WORK TO BE COMPLETED
Convert all of the entries below into a JSON list of strings with one string per line, skipping blank lines and leaving out the pictures.

Bounding-box records
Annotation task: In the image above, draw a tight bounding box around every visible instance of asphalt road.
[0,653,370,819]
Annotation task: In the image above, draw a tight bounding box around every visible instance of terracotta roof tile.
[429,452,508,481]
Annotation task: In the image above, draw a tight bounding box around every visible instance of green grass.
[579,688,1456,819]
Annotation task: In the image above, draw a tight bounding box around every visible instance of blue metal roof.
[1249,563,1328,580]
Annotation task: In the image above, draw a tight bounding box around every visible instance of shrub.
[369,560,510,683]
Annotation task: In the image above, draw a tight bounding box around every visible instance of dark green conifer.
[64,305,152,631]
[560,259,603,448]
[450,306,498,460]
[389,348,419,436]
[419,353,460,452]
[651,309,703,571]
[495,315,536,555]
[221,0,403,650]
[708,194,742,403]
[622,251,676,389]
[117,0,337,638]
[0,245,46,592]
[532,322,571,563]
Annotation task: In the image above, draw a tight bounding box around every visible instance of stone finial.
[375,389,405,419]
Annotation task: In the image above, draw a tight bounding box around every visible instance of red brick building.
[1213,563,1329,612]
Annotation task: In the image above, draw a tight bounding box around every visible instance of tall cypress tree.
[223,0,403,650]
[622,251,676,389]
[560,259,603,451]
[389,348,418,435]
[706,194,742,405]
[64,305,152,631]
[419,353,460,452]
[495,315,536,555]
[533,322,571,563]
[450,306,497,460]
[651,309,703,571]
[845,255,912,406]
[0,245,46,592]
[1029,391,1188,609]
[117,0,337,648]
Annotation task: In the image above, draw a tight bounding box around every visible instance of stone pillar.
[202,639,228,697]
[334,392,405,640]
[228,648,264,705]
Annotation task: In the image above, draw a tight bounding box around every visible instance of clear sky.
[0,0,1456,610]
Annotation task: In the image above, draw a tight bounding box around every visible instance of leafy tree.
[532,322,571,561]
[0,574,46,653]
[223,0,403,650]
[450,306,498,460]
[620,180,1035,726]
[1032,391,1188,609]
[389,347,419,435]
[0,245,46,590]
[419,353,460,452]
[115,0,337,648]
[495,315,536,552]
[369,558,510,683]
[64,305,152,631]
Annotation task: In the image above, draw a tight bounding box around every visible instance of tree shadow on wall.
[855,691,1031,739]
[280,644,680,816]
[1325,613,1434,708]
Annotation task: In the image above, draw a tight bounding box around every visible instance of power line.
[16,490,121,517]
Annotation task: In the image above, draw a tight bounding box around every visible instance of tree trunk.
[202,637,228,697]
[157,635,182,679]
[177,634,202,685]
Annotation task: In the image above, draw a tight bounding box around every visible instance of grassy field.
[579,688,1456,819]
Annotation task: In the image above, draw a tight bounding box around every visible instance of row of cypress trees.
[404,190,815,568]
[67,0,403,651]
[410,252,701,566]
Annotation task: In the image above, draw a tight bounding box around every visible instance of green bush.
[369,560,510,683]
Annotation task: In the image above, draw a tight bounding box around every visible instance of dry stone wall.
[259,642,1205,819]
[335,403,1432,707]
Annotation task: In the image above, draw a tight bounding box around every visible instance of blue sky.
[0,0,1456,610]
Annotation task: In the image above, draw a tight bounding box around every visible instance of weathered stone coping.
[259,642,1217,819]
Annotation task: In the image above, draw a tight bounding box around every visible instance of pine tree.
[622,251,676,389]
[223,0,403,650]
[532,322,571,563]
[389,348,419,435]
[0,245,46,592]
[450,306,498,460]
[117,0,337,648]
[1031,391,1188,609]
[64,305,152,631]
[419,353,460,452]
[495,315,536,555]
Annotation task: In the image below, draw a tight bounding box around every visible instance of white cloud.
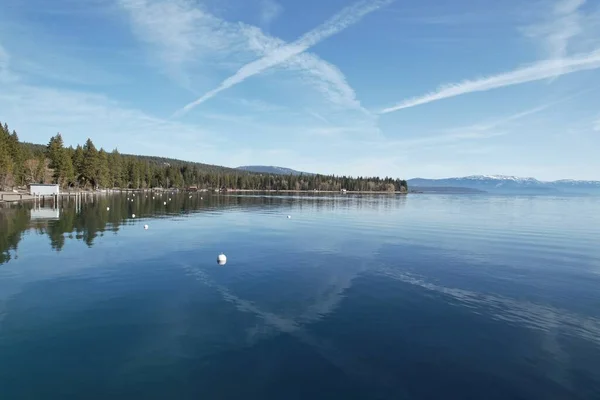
[0,44,16,82]
[176,0,394,115]
[0,83,223,162]
[260,0,283,26]
[119,0,364,114]
[381,50,600,114]
[525,0,585,59]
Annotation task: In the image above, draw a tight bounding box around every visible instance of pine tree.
[81,139,98,188]
[71,145,85,184]
[96,149,110,188]
[46,133,69,186]
[0,129,13,187]
[8,131,25,186]
[108,149,123,187]
[34,153,46,183]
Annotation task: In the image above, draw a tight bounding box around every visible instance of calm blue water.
[0,195,600,400]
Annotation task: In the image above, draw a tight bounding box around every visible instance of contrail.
[174,0,395,117]
[380,50,600,114]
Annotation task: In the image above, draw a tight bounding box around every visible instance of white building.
[29,183,59,196]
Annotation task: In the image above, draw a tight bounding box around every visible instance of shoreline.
[0,188,410,204]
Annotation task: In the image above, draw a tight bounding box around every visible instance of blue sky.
[0,0,600,180]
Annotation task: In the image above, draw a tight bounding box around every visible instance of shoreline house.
[29,183,60,196]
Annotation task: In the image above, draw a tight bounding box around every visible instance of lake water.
[0,194,600,400]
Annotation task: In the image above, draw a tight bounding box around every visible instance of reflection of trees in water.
[0,192,406,264]
[0,207,30,264]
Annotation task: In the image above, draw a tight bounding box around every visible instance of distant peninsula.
[0,124,408,193]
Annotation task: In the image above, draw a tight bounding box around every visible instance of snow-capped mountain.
[408,175,600,194]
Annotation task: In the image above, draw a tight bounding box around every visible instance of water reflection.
[0,192,406,265]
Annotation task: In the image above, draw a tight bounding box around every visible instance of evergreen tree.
[0,129,13,187]
[108,149,123,187]
[72,145,85,184]
[34,153,46,183]
[46,133,74,186]
[96,149,110,188]
[8,131,25,186]
[81,139,98,189]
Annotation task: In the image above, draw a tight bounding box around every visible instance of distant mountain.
[236,165,314,175]
[408,175,600,195]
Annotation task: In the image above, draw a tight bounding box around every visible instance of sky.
[0,0,600,180]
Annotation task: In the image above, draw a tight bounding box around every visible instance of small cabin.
[29,183,59,196]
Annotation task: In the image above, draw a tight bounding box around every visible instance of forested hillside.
[0,124,407,192]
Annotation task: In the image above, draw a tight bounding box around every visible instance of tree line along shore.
[0,124,408,197]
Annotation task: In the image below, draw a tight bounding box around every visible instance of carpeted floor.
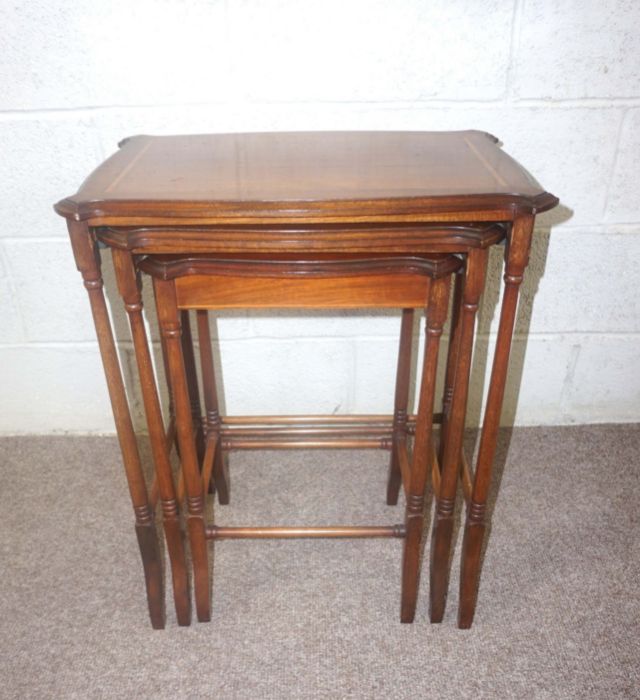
[0,425,640,700]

CORRECT RESPONSE
[
  "Annotation task: In the image above, draw a tight bounding box around every visible instance of asphalt road.",
  "[0,653,370,819]",
  "Annotation task: In the image above, draw a tight bounding box around every visible instance of terracotta roof tile.",
  "[429,452,508,481]",
  "Annotation task: In the image above, draw a tight bounding box around every visible instance of green grass.",
  "[579,688,1456,819]",
  "Annotation task: In the image above, draw a tight bounding box around every visible instance of blue metal roof.",
  "[1249,563,1328,580]",
  "Annotation task: In the image above, draw a tight bounding box around every visible instance of shrub.",
  "[369,560,510,683]",
  "Annotation task: In the image above, draw a tight bounding box around every visible instance of dark green conifer.",
  "[64,305,152,631]",
  "[560,259,603,448]",
  "[450,306,498,460]",
  "[389,348,419,436]",
  "[419,353,460,452]",
  "[651,309,703,571]",
  "[495,315,536,555]",
  "[221,0,403,650]",
  "[708,194,742,403]",
  "[622,251,676,389]",
  "[117,0,337,638]",
  "[0,245,46,592]",
  "[532,322,571,563]",
  "Annotation task: In the image above, draw a tight bounding box around every visible instance of stone finial.",
  "[375,389,405,419]",
  "Annotation task: In the image above, draw a tight bounding box around every visible instance of red brick building.",
  "[1213,563,1329,612]",
  "Annotation task: In the image above, draw a tight bounding box around every visible instance of tall cypress tree.",
  "[223,0,403,650]",
  "[622,251,676,389]",
  "[560,259,603,451]",
  "[389,348,418,435]",
  "[706,194,742,405]",
  "[64,305,152,631]",
  "[419,353,460,452]",
  "[495,315,536,555]",
  "[533,322,571,563]",
  "[450,306,497,460]",
  "[651,309,703,571]",
  "[845,255,912,406]",
  "[0,245,46,592]",
  "[1029,391,1188,609]",
  "[117,0,337,648]",
  "Annotation task: In the image above, draw a tight bounding box around every visible instance of stone pillar.",
  "[202,639,228,697]",
  "[334,392,405,640]",
  "[228,648,264,705]",
  "Annotation task: In the image above, draw a tight bounding box around every visible instance of clear sky.",
  "[0,0,1456,610]",
  "Annotation task: In the image above, draw a tight bounding box around every visible instance of leafy tree.",
  "[532,322,571,561]",
  "[0,574,46,653]",
  "[223,0,403,650]",
  "[450,306,498,460]",
  "[620,180,1035,726]",
  "[1032,391,1188,609]",
  "[389,347,419,435]",
  "[0,245,46,590]",
  "[419,353,460,452]",
  "[115,0,337,648]",
  "[495,315,536,552]",
  "[369,558,510,683]",
  "[64,305,152,631]",
  "Annotation task: In the image above, draw a tight bounding box around every visible instance of tree shadow on wall.",
  "[855,691,1031,739]",
  "[280,644,680,816]",
  "[1325,613,1434,708]",
  "Annotation task: In the image above, draw a tight bounding box around every visible instance of power line.",
  "[16,490,121,517]",
  "Annotation task: In the image above, draw a tight bounding box around every visible instance of tree trunk.",
  "[202,637,228,697]",
  "[157,635,182,679]",
  "[177,634,202,685]",
  "Annotation task: In the image above, draw a tight bounding box around every visible instance of grassy field.",
  "[579,688,1456,819]",
  "Annotation task: In the image above, draw a tight bounding box around every visible instance of row of cypress trees.",
  "[404,190,815,568]",
  "[67,0,403,651]",
  "[410,252,701,566]",
  "Annotation task: In the image above, draw a tight bounding box around every visible instance of green bush.",
  "[369,560,510,683]",
  "Annotation task: In the image above, draw a tight bounding box around every visible instance of dry stone wall.",
  "[259,642,1205,819]",
  "[335,403,1432,707]",
  "Annotation task: In the image above, draw a tight bounding box around every visible instance of blue sky.",
  "[0,0,1456,610]",
  "Annotation task: In the image above, draw a tight bounding box around every visible instance of weathered stone coping.",
  "[259,642,1217,819]",
  "Annotation task: In the image above, draw a tight bounding box around every visible instance of pine tree.",
  "[622,251,676,389]",
  "[223,0,403,650]",
  "[532,322,571,563]",
  "[389,348,419,435]",
  "[0,245,46,592]",
  "[450,306,498,460]",
  "[117,0,337,648]",
  "[1031,391,1188,609]",
  "[64,305,152,631]",
  "[419,353,460,452]",
  "[495,315,536,555]",
  "Annotation task: In the image below, draw a tight bounding box around every visible instance of white cloud.",
  "[0,44,16,82]",
  "[176,0,394,115]",
  "[0,83,223,162]",
  "[260,0,283,26]",
  "[119,0,364,114]",
  "[381,50,600,114]",
  "[525,0,585,59]",
  "Annotation task: In the image above, draw a tight bounding box around every visible instance of pine tree.",
  "[81,139,98,188]",
  "[71,145,85,184]",
  "[96,149,110,188]",
  "[46,133,69,186]",
  "[0,129,13,187]",
  "[8,131,25,186]",
  "[108,149,123,187]",
  "[34,153,46,183]",
  "Annotation task: In the image above, draw a tight bounding box around every visible instance of calm blue water.",
  "[0,195,600,400]",
  "Annotation task: In the image above, draw a tight bounding box around every visible instance of contrail.",
  "[174,0,395,117]",
  "[380,50,600,114]",
  "Annotation task: In the image above, draw a tight bounding box around every visible instance of white building.",
  "[29,183,59,196]",
  "Annotation task: In the image above, draw a tight bounding box around every visible instance of shoreline.",
  "[0,188,410,204]",
  "Annotation task: In the image above, draw a tight bounding box around every visible instance of blue sky.",
  "[0,0,600,180]",
  "Annotation task: In the image above, draw a tight bounding box around every visible instance of shoreline house.",
  "[29,183,60,196]",
  "Annotation task: In the image above, draw a tight bounding box around every visible instance of lake water.",
  "[0,194,600,400]",
  "Annotation task: In the image above, draw a tight bounding box around every visible instance of reflection of trees in water.",
  "[0,192,406,264]",
  "[0,207,30,264]",
  "Annotation task: In the image above, draw a tight bounding box around every visible instance of distant peninsula.",
  "[0,124,408,193]",
  "Annotation task: In the image above, draw a tight bounding box around every visible instance of snow-capped mountain.",
  "[408,175,600,194]",
  "Annotation task: In the image above, draw a tight bounding box around every visible instance of water reflection.",
  "[0,192,406,265]",
  "Annotation task: In the image above, draw a tight bounding box around every visible instance of evergreen tree.",
  "[0,129,13,187]",
  "[108,149,123,187]",
  "[72,145,85,184]",
  "[34,153,46,183]",
  "[46,133,74,186]",
  "[96,149,110,188]",
  "[8,131,25,186]",
  "[81,139,98,189]",
  "Annotation task: In the image above, draw a tight bounding box around every visible instance of distant mountain.",
  "[236,165,314,175]",
  "[408,175,600,195]",
  "Annotation task: In the image above, draw a tight bounding box around every visible instance of sky.",
  "[0,0,600,180]",
  "Annotation task: In the image above, draw a tight bounding box around every visible instance of small cabin.",
  "[29,183,59,196]",
  "Annotation task: In the image above, draw a tight bounding box around every visible instance of forested hillside.",
  "[0,124,407,192]",
  "Annotation task: In the image above, draw a tight bounding box around every visible instance of tree line along shore.",
  "[0,124,408,197]",
  "Annotation task: In the image below, draw a tight bounding box around every visible instance of carpeted floor.",
  "[0,425,640,700]"
]